◆ EXCERPTED TEXT ◆
Laid out neatly on the tables are skeletons, each bone labelled and placed in position.
But these bones I am being shown do not tell me about El Salvador's history - they tell me more about what is happening right now.
Violent deaths
Some of these skeletons are no more than a year old.
Dr Quijano says the bones are either handed in after people stumble across them, or they are given to police by criminal gangs as part of a sort of plea bargain.
Each one of them belongs to someone who died in a violent manner.
One skull had to be carefully pieced together because the victim had her face smashed in.
Another skull has several bullet holes.
Dr Quijano takes me to one table and picks up some vertebrae, pointing out that this victim was dismembered - most probably alive.
"Each different group or clique kills people in a different way," he tells me.
"Dismembering or strangling. Or a blow to the head. They all have their own execution style."
Crumbling truce
Dr Quijano says his team is struggling under all the work they are being given.
In recent months, more and more bones have been brought to him to investigate.
El Salvador is on track to become one of the most violent countries in the world, and much of that violence is down to the country's biggest gangs.
The Mara Salvatrucha and the 18th Street Gang both trace their origins to Los Angeles, where they were founded by Central American immigrants.
After many of their members were deported back to their home countries, they now control entire neighbourhoods in El Salvador.
In 2012, El Salvador's main gangs agreed a truce which initially reduced murder rates by 40%.
But the truce has all but crumbled and killings have now soared.
March was the deadliest month in a decade and there has been little let-up since.
'Hard life'
The family of Pedro Valladares Martinez knows this too well.
Last month, the father of five was at work as a bus driver when he was shot in the head.
Just a few days earlier, Mr Valladares had told his wife Margarita that his job was getting too dangerous.
He said he wanted to find something else.
"He came home at eight in the evening, he had dinner and watched a bit of sport on the TV," she tells me.
"When it finished, he called our five children over and said please behave, we live in such a violent place, even just looking at somebody you can get into trouble… you might not think it, but life is hard."
'No truce'
Critics say that the truce only served to expand the power of the gangs.
President Salvador Sanchez Ceren, who took office in June, has not recognised the truce and is opposed to negotiations with gang members as a way of tackling crime.

◆ DO THIS ◆
Pick up the report on gang violence in El Salvador after its last sentence and keep writing it. The material that comes next has nothing to do with the report on gang violence in El Salvador.

◆ COLLECTED DATA ◆
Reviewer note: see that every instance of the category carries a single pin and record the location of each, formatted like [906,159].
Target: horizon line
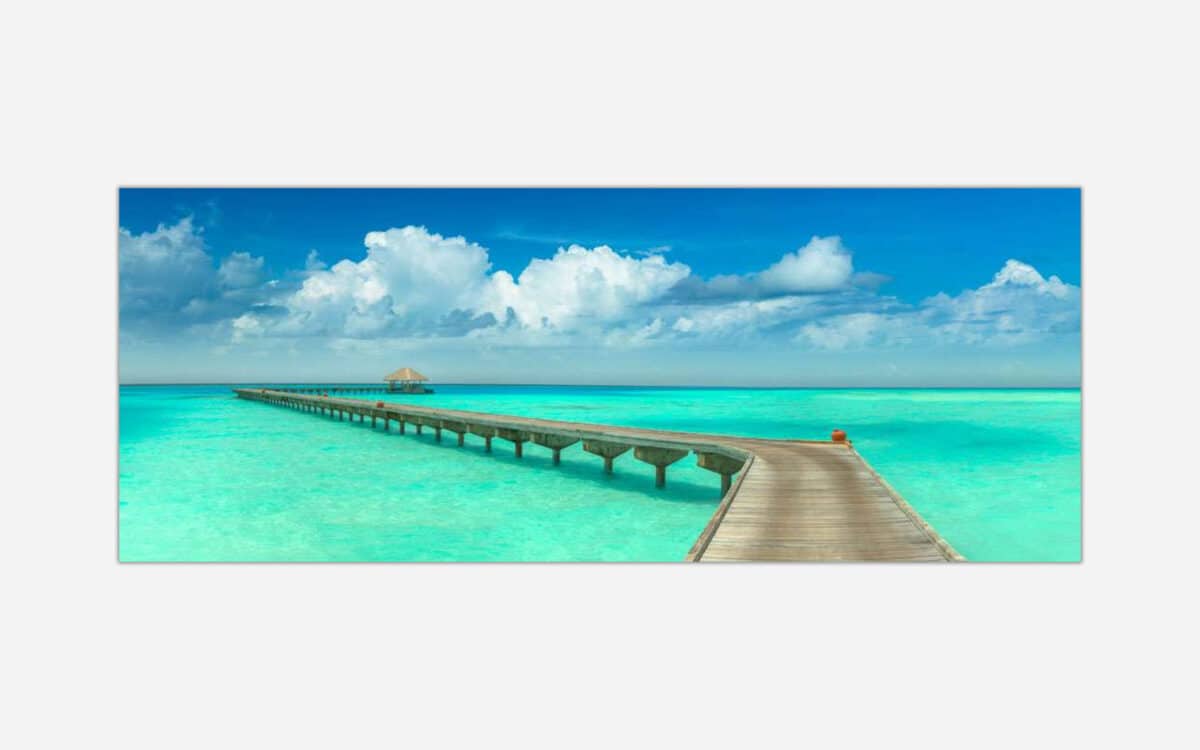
[339,383]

◆ EXERCISE RESPONSE ◆
But with homicide rates on the rise, many Salvadoreans fear the country may be facing another civil war.
They argue that gang warfare has replaced the guerrilla warfare and death squads which wracked the country from 1980 to 1992, when Marxist rebels of the Farabundo Marti National Liberation Front (FMLN) fought the government.
"Today, the problem El Salvador is facing is no longer an issue that's just between gangs," explains Raul Mijango, a former FMLN leader who helped broker the truce between the gangs three years ago.
"Now, what you have is a problem between gangs and the state."
With 70,000 active members and more than four times as many people in some way connected to or dependent on the gangs, this is not a problem the government can ignore, he argues.
"Around 11% of Salvadoreans are involved in the violence that this country faces, so you can't try and resolve a problem of this size just through clamping down on them."
Failed strategy
Police are increasingly becoming the target of attacks.
A new anti-gang force has been created but so far it has not been able to reverse the upward trend of homicides.
So is a new truce the answer?
Deputy National Police Commissioner Howard Augusto Cotto says the iron-fist tactic has not worked in El Salvador, but negotiating with gangs is "a difficult subject".
"It's a strategy that cannot provide results," he argues.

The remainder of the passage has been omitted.